### WHAT YOU HAVE TO DO
Please count how many lines in the rows below contain the word "green" and reply with only that number.

### DATASET RECORDS
--- --- ---
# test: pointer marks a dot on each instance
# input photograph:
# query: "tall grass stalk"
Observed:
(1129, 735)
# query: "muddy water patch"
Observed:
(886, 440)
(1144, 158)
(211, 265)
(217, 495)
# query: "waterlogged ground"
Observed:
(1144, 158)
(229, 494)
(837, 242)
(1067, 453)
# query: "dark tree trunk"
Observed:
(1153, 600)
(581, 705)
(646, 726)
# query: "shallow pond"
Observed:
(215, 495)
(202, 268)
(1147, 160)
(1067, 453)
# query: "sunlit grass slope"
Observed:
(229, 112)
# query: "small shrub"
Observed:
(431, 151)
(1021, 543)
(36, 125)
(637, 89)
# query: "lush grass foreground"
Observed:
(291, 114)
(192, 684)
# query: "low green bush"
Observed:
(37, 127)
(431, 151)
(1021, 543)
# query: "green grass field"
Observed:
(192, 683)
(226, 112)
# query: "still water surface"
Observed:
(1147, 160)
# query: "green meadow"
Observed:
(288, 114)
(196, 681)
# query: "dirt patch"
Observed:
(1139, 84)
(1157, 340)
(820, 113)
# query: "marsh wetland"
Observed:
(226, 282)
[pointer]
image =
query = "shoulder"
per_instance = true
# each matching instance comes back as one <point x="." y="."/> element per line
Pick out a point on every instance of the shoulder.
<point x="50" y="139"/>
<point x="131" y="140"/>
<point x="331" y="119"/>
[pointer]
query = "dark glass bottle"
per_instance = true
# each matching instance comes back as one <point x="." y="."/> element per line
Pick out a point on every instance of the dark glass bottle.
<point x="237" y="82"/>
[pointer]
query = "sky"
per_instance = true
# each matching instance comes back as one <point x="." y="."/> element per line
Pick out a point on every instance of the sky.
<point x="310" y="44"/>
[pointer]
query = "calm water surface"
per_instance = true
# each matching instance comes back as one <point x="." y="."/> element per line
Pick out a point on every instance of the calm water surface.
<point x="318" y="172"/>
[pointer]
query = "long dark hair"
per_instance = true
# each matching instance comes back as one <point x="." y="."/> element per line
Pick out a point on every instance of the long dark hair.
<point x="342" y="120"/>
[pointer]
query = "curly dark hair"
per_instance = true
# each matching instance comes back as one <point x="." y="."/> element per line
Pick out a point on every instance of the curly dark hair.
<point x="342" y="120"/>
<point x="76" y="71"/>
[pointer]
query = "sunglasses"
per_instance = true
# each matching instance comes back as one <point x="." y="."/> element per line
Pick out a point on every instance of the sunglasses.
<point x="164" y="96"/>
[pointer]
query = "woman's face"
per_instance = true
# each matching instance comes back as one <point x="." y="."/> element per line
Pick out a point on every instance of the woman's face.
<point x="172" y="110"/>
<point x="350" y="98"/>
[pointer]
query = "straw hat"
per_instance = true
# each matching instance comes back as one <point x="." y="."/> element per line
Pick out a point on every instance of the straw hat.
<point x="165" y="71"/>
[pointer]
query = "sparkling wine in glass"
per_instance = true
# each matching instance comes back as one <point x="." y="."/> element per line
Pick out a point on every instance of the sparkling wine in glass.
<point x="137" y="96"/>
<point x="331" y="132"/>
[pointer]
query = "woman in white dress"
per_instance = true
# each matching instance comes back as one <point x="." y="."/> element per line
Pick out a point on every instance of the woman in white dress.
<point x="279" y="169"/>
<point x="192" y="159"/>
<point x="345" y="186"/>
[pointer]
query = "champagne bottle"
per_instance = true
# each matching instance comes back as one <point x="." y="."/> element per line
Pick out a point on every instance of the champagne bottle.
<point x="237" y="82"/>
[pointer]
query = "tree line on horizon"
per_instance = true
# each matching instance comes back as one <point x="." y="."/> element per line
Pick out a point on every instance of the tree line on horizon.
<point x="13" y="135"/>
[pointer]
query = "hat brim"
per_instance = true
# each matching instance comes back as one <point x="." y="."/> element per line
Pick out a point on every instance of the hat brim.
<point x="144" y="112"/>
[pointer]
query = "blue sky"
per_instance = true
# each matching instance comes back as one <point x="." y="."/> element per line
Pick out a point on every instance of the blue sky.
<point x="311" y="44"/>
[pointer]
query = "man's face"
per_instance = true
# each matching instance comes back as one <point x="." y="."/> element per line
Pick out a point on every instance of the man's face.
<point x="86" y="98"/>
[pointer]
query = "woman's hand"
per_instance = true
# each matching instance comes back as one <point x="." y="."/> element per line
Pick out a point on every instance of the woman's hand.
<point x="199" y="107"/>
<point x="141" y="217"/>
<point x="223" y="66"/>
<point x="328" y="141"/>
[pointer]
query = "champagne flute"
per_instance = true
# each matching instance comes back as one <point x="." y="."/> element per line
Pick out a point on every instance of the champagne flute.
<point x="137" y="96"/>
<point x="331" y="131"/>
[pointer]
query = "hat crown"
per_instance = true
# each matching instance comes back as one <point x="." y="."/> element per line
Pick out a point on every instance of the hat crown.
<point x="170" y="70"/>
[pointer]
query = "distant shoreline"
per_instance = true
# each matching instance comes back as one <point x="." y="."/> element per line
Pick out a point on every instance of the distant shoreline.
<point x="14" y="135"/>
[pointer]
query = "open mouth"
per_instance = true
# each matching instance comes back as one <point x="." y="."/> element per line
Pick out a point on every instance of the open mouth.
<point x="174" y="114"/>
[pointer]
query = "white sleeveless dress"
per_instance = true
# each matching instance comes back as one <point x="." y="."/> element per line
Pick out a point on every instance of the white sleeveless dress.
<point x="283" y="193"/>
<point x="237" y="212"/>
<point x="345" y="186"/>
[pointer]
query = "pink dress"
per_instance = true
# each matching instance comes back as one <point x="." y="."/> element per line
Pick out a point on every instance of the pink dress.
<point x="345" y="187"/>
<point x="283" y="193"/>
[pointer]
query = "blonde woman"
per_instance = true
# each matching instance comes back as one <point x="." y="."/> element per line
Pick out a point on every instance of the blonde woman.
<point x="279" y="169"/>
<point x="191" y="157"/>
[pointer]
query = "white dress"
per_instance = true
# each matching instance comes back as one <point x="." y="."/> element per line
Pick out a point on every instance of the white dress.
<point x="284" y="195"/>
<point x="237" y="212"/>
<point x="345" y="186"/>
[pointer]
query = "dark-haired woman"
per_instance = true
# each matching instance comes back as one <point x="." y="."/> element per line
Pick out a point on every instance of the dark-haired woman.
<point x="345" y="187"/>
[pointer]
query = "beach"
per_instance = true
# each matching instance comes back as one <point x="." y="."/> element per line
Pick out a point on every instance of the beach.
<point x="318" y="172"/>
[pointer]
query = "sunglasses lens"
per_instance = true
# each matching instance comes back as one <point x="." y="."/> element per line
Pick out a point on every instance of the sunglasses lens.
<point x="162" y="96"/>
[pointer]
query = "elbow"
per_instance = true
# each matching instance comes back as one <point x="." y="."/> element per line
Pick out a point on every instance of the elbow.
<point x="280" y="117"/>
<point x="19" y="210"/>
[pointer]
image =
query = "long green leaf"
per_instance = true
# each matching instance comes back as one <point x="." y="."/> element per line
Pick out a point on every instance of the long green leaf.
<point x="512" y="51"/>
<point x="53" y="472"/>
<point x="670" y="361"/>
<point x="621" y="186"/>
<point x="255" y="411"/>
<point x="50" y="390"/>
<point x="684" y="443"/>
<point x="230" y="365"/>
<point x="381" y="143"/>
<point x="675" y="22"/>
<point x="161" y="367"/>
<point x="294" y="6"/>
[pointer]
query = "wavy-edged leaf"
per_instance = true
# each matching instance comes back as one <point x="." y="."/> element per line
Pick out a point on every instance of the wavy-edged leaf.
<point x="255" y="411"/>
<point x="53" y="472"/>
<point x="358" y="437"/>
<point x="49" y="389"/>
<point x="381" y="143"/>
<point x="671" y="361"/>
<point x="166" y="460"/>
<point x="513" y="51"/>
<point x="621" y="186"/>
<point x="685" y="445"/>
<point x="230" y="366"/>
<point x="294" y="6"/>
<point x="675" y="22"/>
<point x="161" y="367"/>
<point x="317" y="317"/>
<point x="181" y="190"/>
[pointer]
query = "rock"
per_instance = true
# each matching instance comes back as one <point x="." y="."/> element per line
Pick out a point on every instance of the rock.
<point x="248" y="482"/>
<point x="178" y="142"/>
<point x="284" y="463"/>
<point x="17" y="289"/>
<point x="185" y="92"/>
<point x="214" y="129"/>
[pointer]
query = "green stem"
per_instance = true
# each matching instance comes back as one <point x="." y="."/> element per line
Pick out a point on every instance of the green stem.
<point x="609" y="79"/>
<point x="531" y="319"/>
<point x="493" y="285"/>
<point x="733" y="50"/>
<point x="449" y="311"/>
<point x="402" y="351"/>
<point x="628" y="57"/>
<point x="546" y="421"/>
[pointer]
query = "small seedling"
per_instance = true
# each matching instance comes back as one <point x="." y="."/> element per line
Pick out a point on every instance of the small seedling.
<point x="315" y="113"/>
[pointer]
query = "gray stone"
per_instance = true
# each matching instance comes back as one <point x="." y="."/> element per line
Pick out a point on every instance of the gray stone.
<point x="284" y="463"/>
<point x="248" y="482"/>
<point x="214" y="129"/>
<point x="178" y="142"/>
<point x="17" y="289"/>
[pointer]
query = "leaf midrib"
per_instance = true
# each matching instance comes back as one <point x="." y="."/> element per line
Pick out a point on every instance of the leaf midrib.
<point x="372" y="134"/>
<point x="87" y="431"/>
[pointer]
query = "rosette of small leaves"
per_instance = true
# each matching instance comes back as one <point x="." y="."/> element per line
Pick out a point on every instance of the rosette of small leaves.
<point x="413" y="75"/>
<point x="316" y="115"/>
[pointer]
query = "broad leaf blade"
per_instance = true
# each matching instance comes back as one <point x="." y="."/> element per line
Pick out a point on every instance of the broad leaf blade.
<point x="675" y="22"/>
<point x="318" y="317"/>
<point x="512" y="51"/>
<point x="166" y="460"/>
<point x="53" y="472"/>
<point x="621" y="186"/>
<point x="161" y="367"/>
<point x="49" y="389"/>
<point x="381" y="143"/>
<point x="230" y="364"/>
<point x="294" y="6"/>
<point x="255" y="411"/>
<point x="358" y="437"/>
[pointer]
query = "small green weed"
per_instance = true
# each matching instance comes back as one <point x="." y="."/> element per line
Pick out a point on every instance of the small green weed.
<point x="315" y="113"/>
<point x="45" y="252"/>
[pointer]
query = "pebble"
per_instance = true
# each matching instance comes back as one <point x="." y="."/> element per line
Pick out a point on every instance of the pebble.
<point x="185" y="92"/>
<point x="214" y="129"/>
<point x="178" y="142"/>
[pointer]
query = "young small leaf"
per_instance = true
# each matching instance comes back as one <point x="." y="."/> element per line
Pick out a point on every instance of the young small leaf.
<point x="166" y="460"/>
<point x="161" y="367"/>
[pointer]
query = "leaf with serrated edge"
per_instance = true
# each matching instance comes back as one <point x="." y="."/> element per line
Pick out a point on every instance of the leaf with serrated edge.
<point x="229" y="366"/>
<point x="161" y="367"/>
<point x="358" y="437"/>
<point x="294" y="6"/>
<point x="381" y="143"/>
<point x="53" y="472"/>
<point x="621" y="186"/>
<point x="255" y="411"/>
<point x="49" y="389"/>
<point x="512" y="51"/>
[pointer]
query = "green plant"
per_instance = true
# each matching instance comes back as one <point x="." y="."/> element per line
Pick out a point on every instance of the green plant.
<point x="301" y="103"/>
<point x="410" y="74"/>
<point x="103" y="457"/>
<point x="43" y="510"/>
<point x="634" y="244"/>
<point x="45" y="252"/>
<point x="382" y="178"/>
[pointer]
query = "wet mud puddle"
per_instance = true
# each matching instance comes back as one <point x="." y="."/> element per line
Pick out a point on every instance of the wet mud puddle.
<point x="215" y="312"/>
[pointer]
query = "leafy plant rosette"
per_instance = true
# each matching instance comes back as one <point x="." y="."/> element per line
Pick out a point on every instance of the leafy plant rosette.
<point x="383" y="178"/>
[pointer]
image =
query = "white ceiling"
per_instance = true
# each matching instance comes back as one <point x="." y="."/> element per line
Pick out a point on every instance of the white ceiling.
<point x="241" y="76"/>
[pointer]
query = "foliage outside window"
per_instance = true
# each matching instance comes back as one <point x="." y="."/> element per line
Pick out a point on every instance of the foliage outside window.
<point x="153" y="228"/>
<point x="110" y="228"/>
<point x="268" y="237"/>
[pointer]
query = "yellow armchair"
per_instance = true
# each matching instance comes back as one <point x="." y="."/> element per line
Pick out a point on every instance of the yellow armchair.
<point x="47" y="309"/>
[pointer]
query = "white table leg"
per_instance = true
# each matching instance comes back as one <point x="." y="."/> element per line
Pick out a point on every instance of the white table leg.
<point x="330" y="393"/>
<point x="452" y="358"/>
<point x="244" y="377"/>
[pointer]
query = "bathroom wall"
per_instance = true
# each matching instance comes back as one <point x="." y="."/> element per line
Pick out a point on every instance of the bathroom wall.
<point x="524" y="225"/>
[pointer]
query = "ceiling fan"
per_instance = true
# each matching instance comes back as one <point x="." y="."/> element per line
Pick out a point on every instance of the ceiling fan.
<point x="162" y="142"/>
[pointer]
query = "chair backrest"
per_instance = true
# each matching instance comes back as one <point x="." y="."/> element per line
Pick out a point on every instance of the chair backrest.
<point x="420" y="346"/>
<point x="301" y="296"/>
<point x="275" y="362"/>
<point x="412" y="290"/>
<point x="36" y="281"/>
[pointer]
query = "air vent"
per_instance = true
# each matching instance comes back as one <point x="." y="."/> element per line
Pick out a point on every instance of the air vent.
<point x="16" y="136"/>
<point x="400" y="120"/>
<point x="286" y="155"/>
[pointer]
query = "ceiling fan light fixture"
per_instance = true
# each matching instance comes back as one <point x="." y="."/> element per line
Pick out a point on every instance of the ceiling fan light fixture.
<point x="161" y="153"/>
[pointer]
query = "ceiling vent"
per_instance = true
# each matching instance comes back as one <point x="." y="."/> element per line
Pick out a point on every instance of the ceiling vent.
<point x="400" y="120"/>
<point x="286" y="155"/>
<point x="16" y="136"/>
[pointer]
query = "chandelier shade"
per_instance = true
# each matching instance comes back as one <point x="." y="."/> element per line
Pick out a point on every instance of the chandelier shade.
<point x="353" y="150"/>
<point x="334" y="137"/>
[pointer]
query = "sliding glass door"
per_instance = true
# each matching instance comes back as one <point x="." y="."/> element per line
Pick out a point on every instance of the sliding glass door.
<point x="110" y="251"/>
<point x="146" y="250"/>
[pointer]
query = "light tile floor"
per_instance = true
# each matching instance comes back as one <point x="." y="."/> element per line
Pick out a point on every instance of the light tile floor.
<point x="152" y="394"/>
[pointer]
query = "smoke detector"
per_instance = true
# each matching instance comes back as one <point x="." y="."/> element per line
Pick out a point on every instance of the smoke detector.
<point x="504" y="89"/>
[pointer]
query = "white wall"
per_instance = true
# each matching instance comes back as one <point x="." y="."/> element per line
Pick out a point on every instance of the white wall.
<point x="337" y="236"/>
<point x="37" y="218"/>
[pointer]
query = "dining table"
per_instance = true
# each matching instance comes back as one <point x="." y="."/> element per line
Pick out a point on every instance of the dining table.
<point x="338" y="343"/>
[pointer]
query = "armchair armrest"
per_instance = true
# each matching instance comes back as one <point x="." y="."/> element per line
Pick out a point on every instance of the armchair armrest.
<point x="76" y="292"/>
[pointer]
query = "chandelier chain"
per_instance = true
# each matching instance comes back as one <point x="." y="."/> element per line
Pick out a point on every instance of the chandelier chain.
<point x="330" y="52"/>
--- --- ---
### COMPLETED TASK
11